Friday, November 03, 2006

It ain't overfishing

Over 400 articles on Google news repeat the same dire message that commercial fish stocks, world-wide, are in trouble. As The Independent puts it, all wild seafood will have disappeared from the world's menus within 50 years.

But, if there is a message that comes out loud and clear from the plethora of reports, it is summed up in one word, helpfully illustrated by The Times, amongst others… the word "overfishing". Says the Times caption, this "has caused a third of species to crash to less than 10 percent of natural numbers."

This sort of miss-reporting fills me with gloom, as it completely distorts the debate and thus obscures understanding of the problem – the first thing necessary in order to reach a solution. Overfishing, as we wrote in our report last year, is not the problem:

…we do not accept [the] assertion that "overfishing" per se is the central cause of the problem in British fisheries. Rather, as we have earlier discussed, it is the failure of management - which has allowed overfishing - that is the problem. The distinction is crucially important. The one is the cause, the other is the symptom.
If a fishery is depleted, this is a failure of management. It is then at the managers and the management system that one must look, in order to start sorting out the problem and seeking remedies.

Yes, this very simple principle seems to be beyond the ability of the bulk of the media to understand, an industry which all to often perpetuates the mantra, "too many fishermen chasing too few fish". One has to say that, if the fishing industry managed its affairs as well as the media industry, we would not be talking about running out of fish in 40 years. The seas would already be deserts.

▶ Supplied information
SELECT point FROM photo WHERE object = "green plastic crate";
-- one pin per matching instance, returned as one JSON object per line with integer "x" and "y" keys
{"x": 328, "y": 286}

▶ Task details
Please rewrite the overfishing article from "It ain't overfishing" to "within 50 years.", substituting "one newspaper" for "The Independent". The lines have no connection to the overfishing article.

▶ Finished exercise
It ain't overfishing

Over 400 articles on Google news repeat the same dire message that commercial fish stocks, world-wide, are in trouble. As one newspaper puts it, all wild seafood will have disappeared from the world's menus within 50 years.